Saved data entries
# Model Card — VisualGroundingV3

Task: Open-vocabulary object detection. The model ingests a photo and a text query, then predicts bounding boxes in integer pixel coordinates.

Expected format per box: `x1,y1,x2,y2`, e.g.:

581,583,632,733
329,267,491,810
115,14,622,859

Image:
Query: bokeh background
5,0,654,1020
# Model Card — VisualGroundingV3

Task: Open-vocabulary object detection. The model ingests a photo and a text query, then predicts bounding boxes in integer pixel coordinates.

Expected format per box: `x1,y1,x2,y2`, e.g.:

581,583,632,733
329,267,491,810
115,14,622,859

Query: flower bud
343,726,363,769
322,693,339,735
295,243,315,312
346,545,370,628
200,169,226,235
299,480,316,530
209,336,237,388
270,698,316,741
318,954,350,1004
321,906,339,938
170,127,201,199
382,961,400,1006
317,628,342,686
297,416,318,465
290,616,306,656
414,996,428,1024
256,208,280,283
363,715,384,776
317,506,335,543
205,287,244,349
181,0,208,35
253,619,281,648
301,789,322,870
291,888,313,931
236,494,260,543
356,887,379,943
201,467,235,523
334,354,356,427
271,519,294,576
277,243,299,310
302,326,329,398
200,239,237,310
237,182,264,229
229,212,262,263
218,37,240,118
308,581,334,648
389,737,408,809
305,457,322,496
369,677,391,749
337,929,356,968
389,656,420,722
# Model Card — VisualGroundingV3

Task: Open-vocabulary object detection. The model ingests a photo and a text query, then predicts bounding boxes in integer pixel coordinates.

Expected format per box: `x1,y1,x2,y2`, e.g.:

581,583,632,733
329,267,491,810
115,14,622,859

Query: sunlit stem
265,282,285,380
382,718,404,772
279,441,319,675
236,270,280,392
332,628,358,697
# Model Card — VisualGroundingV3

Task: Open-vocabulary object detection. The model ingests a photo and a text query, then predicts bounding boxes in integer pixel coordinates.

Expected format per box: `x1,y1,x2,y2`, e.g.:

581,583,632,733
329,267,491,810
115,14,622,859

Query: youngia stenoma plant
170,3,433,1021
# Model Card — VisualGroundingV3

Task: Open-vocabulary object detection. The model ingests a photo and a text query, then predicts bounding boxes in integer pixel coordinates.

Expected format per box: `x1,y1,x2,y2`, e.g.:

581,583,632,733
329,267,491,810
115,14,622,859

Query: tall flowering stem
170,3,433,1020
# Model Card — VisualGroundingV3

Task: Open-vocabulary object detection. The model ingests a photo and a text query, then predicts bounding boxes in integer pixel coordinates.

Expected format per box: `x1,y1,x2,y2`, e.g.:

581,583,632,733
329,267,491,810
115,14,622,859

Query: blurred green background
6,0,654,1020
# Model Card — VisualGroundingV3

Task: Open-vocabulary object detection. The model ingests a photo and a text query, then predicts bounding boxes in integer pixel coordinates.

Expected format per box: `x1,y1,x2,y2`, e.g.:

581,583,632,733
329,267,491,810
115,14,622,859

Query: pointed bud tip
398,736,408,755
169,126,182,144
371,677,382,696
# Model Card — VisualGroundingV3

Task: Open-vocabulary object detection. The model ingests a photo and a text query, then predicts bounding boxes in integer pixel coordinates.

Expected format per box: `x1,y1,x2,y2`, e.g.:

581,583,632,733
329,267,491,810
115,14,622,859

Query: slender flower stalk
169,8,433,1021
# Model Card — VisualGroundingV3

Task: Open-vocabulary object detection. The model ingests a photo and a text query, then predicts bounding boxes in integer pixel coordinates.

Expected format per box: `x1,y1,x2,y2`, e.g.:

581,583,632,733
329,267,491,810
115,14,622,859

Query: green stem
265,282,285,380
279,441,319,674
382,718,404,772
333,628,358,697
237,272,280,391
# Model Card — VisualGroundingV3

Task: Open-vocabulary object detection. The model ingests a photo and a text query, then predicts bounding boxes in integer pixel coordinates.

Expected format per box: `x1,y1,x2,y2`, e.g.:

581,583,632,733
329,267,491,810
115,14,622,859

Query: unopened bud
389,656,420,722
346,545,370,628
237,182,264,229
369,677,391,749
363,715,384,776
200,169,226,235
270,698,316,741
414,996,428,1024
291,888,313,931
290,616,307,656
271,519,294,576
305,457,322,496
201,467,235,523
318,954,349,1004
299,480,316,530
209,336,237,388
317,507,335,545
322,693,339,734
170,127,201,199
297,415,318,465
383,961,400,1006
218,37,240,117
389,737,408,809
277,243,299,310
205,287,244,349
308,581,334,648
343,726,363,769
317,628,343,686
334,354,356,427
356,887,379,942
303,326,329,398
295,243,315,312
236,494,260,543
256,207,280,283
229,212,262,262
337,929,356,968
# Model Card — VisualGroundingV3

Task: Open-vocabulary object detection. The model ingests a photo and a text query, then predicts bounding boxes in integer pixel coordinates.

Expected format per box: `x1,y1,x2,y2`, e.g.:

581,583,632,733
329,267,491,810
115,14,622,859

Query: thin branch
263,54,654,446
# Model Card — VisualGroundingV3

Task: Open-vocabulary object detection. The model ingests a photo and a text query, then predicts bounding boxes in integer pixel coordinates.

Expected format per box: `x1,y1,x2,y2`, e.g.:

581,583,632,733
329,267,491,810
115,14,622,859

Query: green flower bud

Task goal: Every entry must be output again, exactly as written above.

Response to this exercise:
# Model Card — VisualGroundingV3

Task: Open-vocabulary object detection. The model ingests a photo and a text query, then predicts bounding boxes in integer pixel coordinates.

Expected format per box: `x1,y1,x2,y2`, e.g.:

581,583,632,733
329,267,491,810
115,14,622,859

Image:
Query: bokeh background
5,0,654,1020
# Model Card — VisualGroundingV3

Task: Open-vocabulary object detection. The model ingests a photo and a text query, then predicts bounding boxes in integer pixel coordinates.

Expected format per box: `x1,y1,x2,y2`, e.g.:

581,583,632,733
329,267,491,810
115,14,622,859

Query: flower bud
343,726,363,769
322,693,339,735
295,243,315,312
346,545,370,628
200,169,226,235
299,480,316,530
209,336,237,388
270,698,316,741
318,954,350,1004
321,906,339,938
170,127,201,199
382,961,400,1006
317,628,342,686
297,416,318,465
290,616,306,656
414,996,428,1024
256,208,280,283
363,715,384,776
317,506,335,543
205,287,244,349
181,0,208,35
253,619,281,648
301,789,322,870
291,888,313,931
236,494,260,543
356,887,379,943
201,467,235,523
334,354,356,427
271,519,294,576
277,243,299,310
302,326,329,398
200,239,237,310
237,182,264,229
229,212,262,263
218,37,240,118
308,581,334,648
389,737,408,809
305,457,322,496
369,677,391,749
337,929,356,968
389,656,420,722
# Model Card — VisualGroundingV3

Task: Open-vocabulary object detection. The model ingests a photo and a text query, then predicts bounding boxes in integer pixel coordinates.

Expected format per box: `x1,y1,x2,y2`, e.g.:

581,583,632,733
329,267,491,810
115,14,622,859

Query: sunlit stem
265,282,285,380
382,718,404,772
279,441,319,675
236,270,280,392
332,628,358,697
# Model Card — VisualGroundingV3

Task: Open-vocabulary object detection. The model ingests a photo and a text query, then predicts bounding boxes in integer pixel coordinates.

Expected format per box: `x1,y1,x2,y2`, e.g.:

581,583,632,733
329,267,491,810
115,14,622,859

Query: youngia stenoma plant
170,3,433,1021
# Model Card — VisualGroundingV3

Task: Open-vocabulary object detection. The model ingests a photo and a text query, then predicts bounding boxes in integer pixel coordinates.

Expected format per box: `x1,y1,x2,y2`, e.g.:

581,583,632,733
329,267,491,810
115,14,622,859

Query: tall flowering stem
170,3,433,1020
# Model Card — VisualGroundingV3

Task: Open-vocabulary object detection. The model ingests a photo and a text query, then predicts bounding boxes in integer pixel coordinates.

Expected format per box: `x1,y1,x2,y2`, e.g.:

581,583,632,733
329,267,491,810
115,14,622,859

Query: blurred green background
6,0,654,1020
# Model Card — VisualGroundingV3

Task: Open-vocabulary object detection. The model ingests a photo and a text query, then predicts bounding boxes in integer pixel coordinates.

Expected format per box: `x1,y1,x2,y2`, e.g.:

581,583,632,733
329,267,491,810
115,14,622,859

Query: pointed bud tip
398,736,408,755
169,126,182,144
371,677,382,696
# Model Card — VisualGroundingV3

Task: Open-vocabulary object detection. The model ingests a photo and a text query, then predicts bounding boxes in integer pixel coordinates.

Expected format per box: `x1,y1,x2,y2`, e.g.:

581,583,632,733
329,267,491,810
115,14,622,859

Query: slender flower stalk
169,8,433,1021
# Model Card — VisualGroundingV3

Task: Open-vocabulary object detection. The model ingests a photo and a text query, then predicts bounding boxes in integer pixel coordinates.

Expected format per box: `x1,y1,x2,y2`, e.g.:

581,583,632,733
329,267,491,810
115,14,622,859

Query: green stem
265,282,285,380
279,441,319,674
382,718,404,772
333,628,358,697
237,272,280,391
# Model Card — VisualGroundingV3

Task: Open-vocabulary object detection. The model ingests a photo and a text query, then predicts bounding boxes in integer pixel coordinates.

Expected format per box: `x1,y1,x2,y2`, e.g.:

581,583,632,733
329,267,491,810
115,14,622,859

Query: unopened bud
389,656,420,722
346,545,370,628
237,182,264,229
369,677,391,749
363,715,384,776
200,169,226,235
270,698,316,741
414,996,428,1024
291,888,313,931
290,616,307,656
271,519,294,576
305,457,322,496
201,467,235,523
318,954,349,1004
299,480,316,530
209,336,237,388
317,507,335,545
322,693,339,734
170,127,201,199
297,415,318,465
383,961,400,1006
218,37,240,117
389,737,408,809
277,243,299,310
205,287,244,349
308,581,334,648
343,726,363,769
317,628,343,686
334,354,356,427
356,887,379,942
303,326,329,398
295,243,315,312
236,494,260,543
256,207,280,283
229,212,262,262
337,929,356,968
# Model Card — VisualGroundingV3

Task: Open-vocabulary object detection. The model ingests a photo and a text query, then predicts bounding boxes in integer pixel coordinates.

Expected format per box: `x1,y1,x2,y2`, e.g.:

581,583,632,733
329,267,491,810
115,14,622,859

Query: thin branch
263,54,654,446
# Model Card — VisualGroundingV3

Task: Open-vocabulary object detection. The model ingests a photo and a text query, then predicts bounding boxes in integer pixel coordinates.

Expected format per box: `x1,y1,x2,y2`, e.g.:

581,583,632,733
329,267,491,810
115,14,622,859

Query: green flower bud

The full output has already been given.